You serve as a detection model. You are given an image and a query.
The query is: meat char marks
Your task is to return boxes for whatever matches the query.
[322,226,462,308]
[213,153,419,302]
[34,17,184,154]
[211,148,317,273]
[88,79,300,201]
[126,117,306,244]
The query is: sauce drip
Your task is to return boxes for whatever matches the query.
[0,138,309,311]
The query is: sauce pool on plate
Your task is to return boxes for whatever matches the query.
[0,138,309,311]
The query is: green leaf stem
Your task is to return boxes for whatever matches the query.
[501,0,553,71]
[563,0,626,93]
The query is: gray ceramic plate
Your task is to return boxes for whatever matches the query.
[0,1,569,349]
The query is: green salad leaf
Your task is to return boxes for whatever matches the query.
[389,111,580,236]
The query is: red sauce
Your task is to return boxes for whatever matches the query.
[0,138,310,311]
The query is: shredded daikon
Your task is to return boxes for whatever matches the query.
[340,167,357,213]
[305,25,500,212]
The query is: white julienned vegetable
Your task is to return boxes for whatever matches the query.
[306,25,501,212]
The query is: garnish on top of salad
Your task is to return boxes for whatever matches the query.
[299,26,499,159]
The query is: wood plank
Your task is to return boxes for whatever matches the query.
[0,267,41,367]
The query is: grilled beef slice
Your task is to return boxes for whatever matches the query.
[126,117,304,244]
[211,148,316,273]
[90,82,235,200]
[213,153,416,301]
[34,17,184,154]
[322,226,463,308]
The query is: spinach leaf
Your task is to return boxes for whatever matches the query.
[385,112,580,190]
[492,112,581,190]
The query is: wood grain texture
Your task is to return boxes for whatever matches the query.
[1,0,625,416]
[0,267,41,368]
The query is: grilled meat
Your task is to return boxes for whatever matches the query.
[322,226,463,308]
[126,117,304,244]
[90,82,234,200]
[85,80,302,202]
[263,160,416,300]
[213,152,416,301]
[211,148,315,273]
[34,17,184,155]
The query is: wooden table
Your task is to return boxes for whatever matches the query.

■ ■ ■ ■ ■

PROBLEM — Pull from the data each line where the string "leaf" turns up.

SOLUTION TO THE EXERCISE —
The query is: green leaf stem
The query is: green salad leaf
The query is: spinach leaf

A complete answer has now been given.